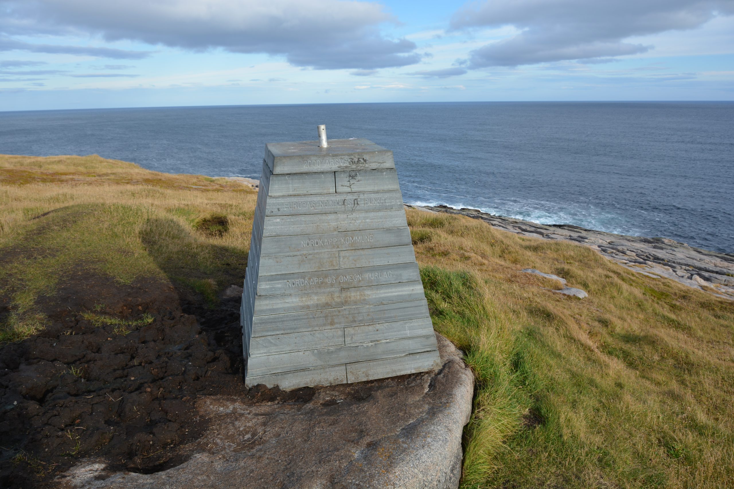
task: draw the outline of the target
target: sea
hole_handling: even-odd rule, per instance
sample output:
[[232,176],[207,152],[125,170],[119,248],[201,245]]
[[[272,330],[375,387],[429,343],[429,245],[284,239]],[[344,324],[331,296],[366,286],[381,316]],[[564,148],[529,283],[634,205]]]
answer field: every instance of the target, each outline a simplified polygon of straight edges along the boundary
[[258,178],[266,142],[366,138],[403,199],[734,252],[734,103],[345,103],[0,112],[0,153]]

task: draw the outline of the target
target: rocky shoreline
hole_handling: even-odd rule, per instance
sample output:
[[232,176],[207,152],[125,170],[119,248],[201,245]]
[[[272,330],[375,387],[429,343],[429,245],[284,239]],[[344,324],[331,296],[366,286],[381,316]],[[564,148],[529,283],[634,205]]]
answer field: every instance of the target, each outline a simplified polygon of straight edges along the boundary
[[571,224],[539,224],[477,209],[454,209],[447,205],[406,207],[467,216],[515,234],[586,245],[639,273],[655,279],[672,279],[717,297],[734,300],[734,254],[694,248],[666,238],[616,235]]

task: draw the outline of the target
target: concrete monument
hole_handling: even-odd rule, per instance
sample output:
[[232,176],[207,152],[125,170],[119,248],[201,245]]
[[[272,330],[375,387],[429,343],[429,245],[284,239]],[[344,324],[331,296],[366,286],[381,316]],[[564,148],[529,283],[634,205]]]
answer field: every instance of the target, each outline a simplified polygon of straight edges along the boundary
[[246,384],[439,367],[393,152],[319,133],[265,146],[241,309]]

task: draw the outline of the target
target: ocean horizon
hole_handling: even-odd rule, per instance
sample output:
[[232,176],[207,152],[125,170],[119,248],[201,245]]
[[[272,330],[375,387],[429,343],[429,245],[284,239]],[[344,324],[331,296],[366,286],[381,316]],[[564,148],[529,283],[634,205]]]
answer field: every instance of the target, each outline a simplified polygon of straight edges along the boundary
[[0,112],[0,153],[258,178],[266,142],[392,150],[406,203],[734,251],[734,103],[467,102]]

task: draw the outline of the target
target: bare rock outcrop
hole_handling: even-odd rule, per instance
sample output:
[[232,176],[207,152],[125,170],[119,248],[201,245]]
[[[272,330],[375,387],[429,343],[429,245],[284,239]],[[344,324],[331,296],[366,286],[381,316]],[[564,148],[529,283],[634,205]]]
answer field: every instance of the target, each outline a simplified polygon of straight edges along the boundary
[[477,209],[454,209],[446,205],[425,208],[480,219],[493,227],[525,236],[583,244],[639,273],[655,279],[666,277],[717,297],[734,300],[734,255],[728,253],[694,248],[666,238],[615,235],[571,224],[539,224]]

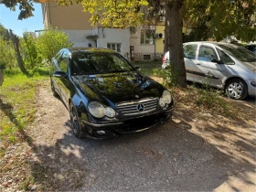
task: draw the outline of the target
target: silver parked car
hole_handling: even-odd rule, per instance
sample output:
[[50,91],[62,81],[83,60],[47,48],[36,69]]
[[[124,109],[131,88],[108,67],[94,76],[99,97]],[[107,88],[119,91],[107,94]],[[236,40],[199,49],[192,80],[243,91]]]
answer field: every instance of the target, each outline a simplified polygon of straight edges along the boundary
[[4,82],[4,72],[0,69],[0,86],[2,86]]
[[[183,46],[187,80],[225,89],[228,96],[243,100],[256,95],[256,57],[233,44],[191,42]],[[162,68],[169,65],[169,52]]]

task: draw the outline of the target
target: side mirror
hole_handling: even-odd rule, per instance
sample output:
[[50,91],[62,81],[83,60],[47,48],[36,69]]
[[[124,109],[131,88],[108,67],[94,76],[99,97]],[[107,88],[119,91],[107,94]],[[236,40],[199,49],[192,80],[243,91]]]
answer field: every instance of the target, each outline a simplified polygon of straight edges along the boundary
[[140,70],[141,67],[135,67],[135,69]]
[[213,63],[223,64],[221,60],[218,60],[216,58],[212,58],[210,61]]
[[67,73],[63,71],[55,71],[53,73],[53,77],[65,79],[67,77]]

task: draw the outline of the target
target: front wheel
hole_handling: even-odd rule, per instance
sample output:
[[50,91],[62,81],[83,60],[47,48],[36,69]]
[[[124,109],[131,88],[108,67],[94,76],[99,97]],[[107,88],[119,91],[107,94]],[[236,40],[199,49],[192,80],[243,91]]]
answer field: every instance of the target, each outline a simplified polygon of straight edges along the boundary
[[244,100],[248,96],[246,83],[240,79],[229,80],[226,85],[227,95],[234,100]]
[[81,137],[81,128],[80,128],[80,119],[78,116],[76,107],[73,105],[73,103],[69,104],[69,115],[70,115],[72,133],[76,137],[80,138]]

______________________________

Exercise objective: Set out every line of the entries above as a numbered list, leaving out blank lines and the pictures.

Result:
1. task: draw the outline of the target
2. target: sea
3. hole_handling: even-odd rule, per instance
4. sample output:
5. [[232,176],[207,152],[125,170],[119,248],[201,245]]
6. [[[272,330],[375,387],[429,343],[429,245],[284,239]],[[344,324],[331,296],[366,286],[381,316]],[[564,148],[529,283],[634,205]]]
7. answer field: every instance of the target, each outline a simplified polygon of straight edges along the boundary
8. [[258,178],[266,142],[366,138],[403,199],[734,252],[734,103],[345,103],[0,112],[0,153]]
9. task: draw the outline of the target
10. target: rocky shoreline
11. hole_handling: even-odd rule, per instance
12. sample output:
13. [[232,176],[207,152],[125,170],[119,248],[201,245]]
14. [[[272,330],[375,387],[429,343],[429,245],[284,239]],[[344,324],[331,296],[366,286],[381,316]],[[564,148],[529,283],[634,205]]]
15. answer field: every instance of the target, each outline a simplified polygon of straight edges along the boundary
16. [[571,224],[539,224],[477,209],[454,209],[447,205],[406,207],[467,216],[515,234],[586,245],[639,273],[655,279],[672,279],[717,297],[734,300],[734,254],[694,248],[666,238],[616,235]]
17. task: draw the outline of the target
18. target: concrete monument
19. hole_handling: even-odd rule, per instance
20. sample output:
21. [[232,176],[207,152],[125,170],[119,248],[201,245]]
22. [[[272,330],[375,387],[429,343],[429,245],[284,239]],[[344,324],[331,296],[366,286],[381,316]],[[564,148],[529,283],[634,205]]]
23. answer field: every instance of the target, each outline a simplified polygon of straight edges along the boundary
24. [[246,384],[439,367],[393,152],[319,133],[265,146],[241,309]]
25. task: draw the outline of the target
26. target: ocean horizon
27. hole_handling: even-odd rule, per instance
28. sample output:
29. [[232,176],[207,152],[125,170],[119,248],[201,245]]
30. [[[272,330],[375,387],[429,343],[429,245],[284,239]],[[344,324],[331,296],[366,286],[381,316]],[[564,148],[529,283],[634,205]]]
31. answer field: every instance of the target, each outline a simplified polygon of straight edges along the boundary
32. [[0,112],[0,153],[258,178],[266,142],[392,150],[406,203],[734,251],[734,103],[467,102]]
33. task: draw the outline of the target
34. target: bare rock outcrop
35. hole_handling: even-odd rule, per instance
36. sample output:
37. [[232,176],[207,152],[125,170],[119,248],[201,245]]
38. [[[272,330],[375,387],[429,343],[429,245],[284,239]],[[344,324],[331,296],[366,286],[381,316]],[[564,148],[529,283],[634,205]]]
39. answer field: every instance of the target, each outline a simplified polygon of straight edges along the boundary
40. [[477,209],[454,209],[446,205],[425,208],[480,219],[493,227],[525,236],[583,244],[639,273],[655,279],[666,277],[717,297],[734,300],[734,255],[728,253],[694,248],[666,238],[615,235],[571,224],[539,224]]
41. task: draw the outline of the target
42. target: silver parked car
43. hole_handling: even-odd rule, per instance
44. sample output:
45. [[50,91],[62,81],[83,60],[47,48],[36,69]]
46. [[[124,109],[131,88],[108,67],[94,76],[99,97]],[[107,88],[119,91],[107,94]],[[236,40],[199,49],[192,80],[243,91]]]
47. answer field: every instance of the target, each outline a simplified polygon of straight edges along the boundary
48. [[4,82],[4,72],[0,69],[0,86],[2,86]]
49. [[[183,46],[187,80],[225,89],[228,96],[243,100],[256,95],[256,57],[233,44],[191,42]],[[162,68],[169,65],[169,52]]]
50. task: draw the outline of the target
51. target: side mirror
52. hole_handling: even-odd rule, per instance
53. sample output:
54. [[50,91],[62,81],[83,60],[47,48],[36,69]]
55. [[[124,109],[131,88],[108,67],[94,76],[99,97]],[[107,88],[119,91],[107,94]],[[236,40],[199,49],[192,80],[243,91]]]
56. answer field: every instance of the target, each outline a simplified polygon of straight edges along the boundary
57. [[140,70],[141,67],[135,67],[135,69]]
58. [[213,63],[223,64],[221,60],[218,60],[216,58],[212,58],[210,61]]
59. [[67,73],[63,71],[55,71],[53,73],[53,77],[65,79],[67,77]]
60. task: draw the outline of the target
61. target: front wheel
62. hole_handling: even-odd rule, per instance
63. sample output:
64. [[50,91],[62,81],[83,60],[47,48],[36,69]]
65. [[[124,109],[131,88],[108,67],[94,76],[99,97]],[[107,88],[119,91],[107,94]],[[236,40],[199,49],[192,80],[243,91]]]
66. answer field: every instance of the target, each outline a simplified polygon of straight edges along the boundary
67. [[244,100],[248,96],[246,83],[240,79],[229,80],[226,85],[227,95],[234,100]]
68. [[81,137],[81,128],[80,128],[80,119],[78,116],[76,107],[73,105],[73,103],[69,104],[69,115],[70,115],[72,133],[76,137],[80,138]]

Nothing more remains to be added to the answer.